> Dataset rows
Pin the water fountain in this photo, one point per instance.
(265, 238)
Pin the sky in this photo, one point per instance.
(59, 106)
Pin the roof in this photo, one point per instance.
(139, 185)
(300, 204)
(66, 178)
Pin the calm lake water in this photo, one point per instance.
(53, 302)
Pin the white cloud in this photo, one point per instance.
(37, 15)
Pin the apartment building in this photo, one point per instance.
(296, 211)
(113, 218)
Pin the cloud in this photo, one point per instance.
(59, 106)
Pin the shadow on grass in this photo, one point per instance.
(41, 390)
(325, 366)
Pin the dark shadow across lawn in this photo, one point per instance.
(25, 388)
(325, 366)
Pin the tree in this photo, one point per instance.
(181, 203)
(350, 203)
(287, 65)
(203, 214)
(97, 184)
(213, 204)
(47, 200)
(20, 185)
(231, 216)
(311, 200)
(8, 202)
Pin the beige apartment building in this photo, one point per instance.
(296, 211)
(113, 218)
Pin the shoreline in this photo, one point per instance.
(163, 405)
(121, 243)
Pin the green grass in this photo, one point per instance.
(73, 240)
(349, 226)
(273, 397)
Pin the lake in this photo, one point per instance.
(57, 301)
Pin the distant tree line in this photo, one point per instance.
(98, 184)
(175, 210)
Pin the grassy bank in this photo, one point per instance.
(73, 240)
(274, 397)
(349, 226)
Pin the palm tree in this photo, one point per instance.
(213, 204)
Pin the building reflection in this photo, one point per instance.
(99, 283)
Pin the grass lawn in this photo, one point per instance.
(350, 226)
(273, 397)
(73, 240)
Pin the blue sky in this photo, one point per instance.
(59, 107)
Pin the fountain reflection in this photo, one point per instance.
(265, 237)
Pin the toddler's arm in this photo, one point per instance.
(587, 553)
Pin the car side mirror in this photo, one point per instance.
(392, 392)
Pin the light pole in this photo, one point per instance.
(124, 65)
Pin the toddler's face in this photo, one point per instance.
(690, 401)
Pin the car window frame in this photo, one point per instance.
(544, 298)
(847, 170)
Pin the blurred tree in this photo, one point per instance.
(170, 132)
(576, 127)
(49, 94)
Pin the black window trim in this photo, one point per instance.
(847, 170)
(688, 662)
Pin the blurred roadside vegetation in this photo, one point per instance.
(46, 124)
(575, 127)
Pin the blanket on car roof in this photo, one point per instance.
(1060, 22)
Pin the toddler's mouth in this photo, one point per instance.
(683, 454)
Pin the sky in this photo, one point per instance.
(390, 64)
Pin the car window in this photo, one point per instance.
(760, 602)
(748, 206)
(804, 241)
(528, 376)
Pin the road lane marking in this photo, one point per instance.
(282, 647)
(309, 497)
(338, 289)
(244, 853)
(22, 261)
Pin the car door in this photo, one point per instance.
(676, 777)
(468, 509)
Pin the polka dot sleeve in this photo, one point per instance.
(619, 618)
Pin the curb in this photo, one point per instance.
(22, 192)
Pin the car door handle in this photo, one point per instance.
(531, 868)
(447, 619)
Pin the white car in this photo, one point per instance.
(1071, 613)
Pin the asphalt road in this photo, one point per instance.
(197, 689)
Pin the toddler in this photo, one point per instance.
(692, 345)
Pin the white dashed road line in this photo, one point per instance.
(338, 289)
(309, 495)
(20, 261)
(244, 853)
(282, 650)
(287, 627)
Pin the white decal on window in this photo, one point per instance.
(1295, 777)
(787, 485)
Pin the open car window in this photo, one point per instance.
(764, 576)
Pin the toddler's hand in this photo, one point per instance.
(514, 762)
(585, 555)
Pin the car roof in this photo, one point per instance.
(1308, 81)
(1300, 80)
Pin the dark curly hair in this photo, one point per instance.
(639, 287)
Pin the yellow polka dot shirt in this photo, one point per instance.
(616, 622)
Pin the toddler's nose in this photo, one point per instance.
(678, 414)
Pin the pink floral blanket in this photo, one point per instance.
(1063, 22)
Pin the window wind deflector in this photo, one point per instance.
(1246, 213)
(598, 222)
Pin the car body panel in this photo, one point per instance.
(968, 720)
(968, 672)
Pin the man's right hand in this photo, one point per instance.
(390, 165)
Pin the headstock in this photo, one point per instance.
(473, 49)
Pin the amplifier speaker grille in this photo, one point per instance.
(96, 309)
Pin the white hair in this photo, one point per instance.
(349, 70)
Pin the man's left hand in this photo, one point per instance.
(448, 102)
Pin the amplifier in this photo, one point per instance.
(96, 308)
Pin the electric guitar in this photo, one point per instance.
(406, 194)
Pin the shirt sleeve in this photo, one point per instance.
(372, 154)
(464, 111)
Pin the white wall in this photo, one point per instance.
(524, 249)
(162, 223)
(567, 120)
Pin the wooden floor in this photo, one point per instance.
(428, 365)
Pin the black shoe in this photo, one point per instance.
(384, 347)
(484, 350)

> What you are asked to do
Reproduce every one of the lines above, word for word and in the same order, with nothing added or changed.

> Worked answer
Pin the water fountain in this photo, one point per instance.
(265, 238)
Pin the sky in this photo, one point per instance.
(59, 106)
Pin the roof in this photo, one point per instance.
(139, 185)
(300, 204)
(66, 178)
Pin the calm lake water in this photo, one point per instance.
(53, 302)
Pin the white cloud in this photo, one point per instance.
(37, 15)
Pin the apartment building in this photo, one point per instance.
(296, 211)
(113, 218)
Pin the cloud in this photo, one point per instance.
(59, 106)
Pin the shadow on grass in this photo, one point per instance.
(41, 390)
(325, 366)
Pin the dark shadow across lawn in this photo, one point per instance.
(25, 388)
(325, 366)
Pin the tree in this photo, one point per instance.
(181, 203)
(350, 203)
(287, 65)
(203, 214)
(97, 184)
(213, 204)
(47, 200)
(20, 185)
(231, 216)
(311, 200)
(8, 202)
Pin the beige apartment building in this photo, one point per instance.
(296, 211)
(113, 218)
Pin the shoreline in this photo, one point per instance.
(163, 405)
(121, 243)
Pin the green grass in this photo, one point per instance.
(73, 240)
(349, 226)
(273, 397)
Pin the lake in this photo, one point per instance.
(57, 301)
Pin the distant tree line in this photo, one point per instance.
(98, 184)
(175, 210)
Pin the grassy bank in this photo, one point per instance.
(73, 240)
(274, 397)
(349, 226)
Pin the palm tree in this photo, one point per instance.
(213, 204)
Pin the building reflection in this photo, one point per instance.
(99, 283)
Pin the grass lawn in this photo, one point per instance.
(350, 226)
(273, 397)
(73, 240)
Pin the blue sky in this photo, one point per instance.
(59, 107)
Pin the fountain reflection in this photo, one point per instance.
(265, 237)
Pin the toddler's arm in this photo, one point per instance.
(587, 553)
Pin the car side mirror in this photo, one point per instance.
(392, 392)
Pin the light pole in this photo, one point per instance.
(124, 65)
Pin the toddler's face in this photo, one point per instance.
(690, 401)
Pin the car window frame in this photo, one point per instance.
(544, 298)
(847, 170)
Pin the blurred tree in this photo, one point per instance.
(170, 132)
(576, 127)
(49, 94)
Pin the black window trim in this photo, one point per instance.
(847, 170)
(688, 662)
Pin the blurred roadside vegetation in this photo, one point per instance.
(46, 124)
(575, 127)
Pin the blanket on car roof in this photo, one point per instance.
(1060, 22)
Pin the toddler's mouth in this photo, one point per instance.
(683, 454)
Pin the sky in this photo, one point per instance.
(390, 64)
Pin the car window in this photo, one point per instance.
(760, 602)
(748, 206)
(804, 241)
(528, 376)
Pin the road lane marking in this photo, one point per instance.
(282, 647)
(309, 497)
(338, 289)
(244, 853)
(22, 261)
Pin the car door in this photo, one point per instance.
(676, 777)
(468, 509)
Pin the polka dot sleeve in this photo, one point per instance.
(619, 618)
Pin the curb in this photo, one point per instance.
(22, 192)
Pin the car door handle in this photo, one point per instance.
(531, 868)
(447, 619)
Pin the white car in this photo, one point per instance.
(1071, 613)
Pin the asphalt road in this photo, one point per instance.
(197, 689)
Pin the toddler in this photo, one point per instance.
(692, 345)
Pin the white dashed road line in this photo, one point per instance.
(338, 289)
(309, 495)
(20, 261)
(244, 853)
(282, 650)
(287, 627)
Pin the white decal on window in this photo, one point per instance.
(1295, 777)
(787, 485)
Pin the open car window in this photo, one point per instance.
(764, 576)
Pin the toddler's hand in this photo, one point per instance.
(514, 762)
(585, 555)
Pin the car roof in this photo, one point per instance.
(1308, 81)
(1300, 80)
Pin the dark curly hair in this photo, one point per instance.
(639, 287)
Pin the yellow polka dot shirt in this photo, one point per instance.
(616, 622)
Pin the toddler's nose in this photo, one point per instance.
(678, 414)
Pin the pink floral blanket in this photo, one point per instance.
(1063, 22)
Pin the window wind deflector in this photo, one point per instance.
(1246, 213)
(598, 222)
Pin the car body panel in this photo, one point per instance.
(968, 720)
(968, 672)
Pin the man's right hand in this photo, one point per instance.
(390, 165)
Pin the headstock in this photo, one point per instance.
(473, 49)
Pin the amplifier speaker grille in this photo, one point per instance.
(96, 309)
Pin the white hair in this photo, one point per instance.
(349, 70)
Pin the man's left hand in this photo, one point per instance.
(448, 102)
Pin the amplifier in this photo, one point per instance.
(96, 308)
Pin the electric guitar in this photo, one point per instance.
(406, 194)
Pin the shirt sleeve in this photo, one point per instance.
(372, 154)
(464, 111)
Pin the white wall in this photo, one point per instance.
(524, 249)
(162, 223)
(567, 120)
Pin the wooden floor in this photo, one point per instance.
(428, 365)
Pin the black shoe in this photo, one point per instance.
(384, 347)
(484, 350)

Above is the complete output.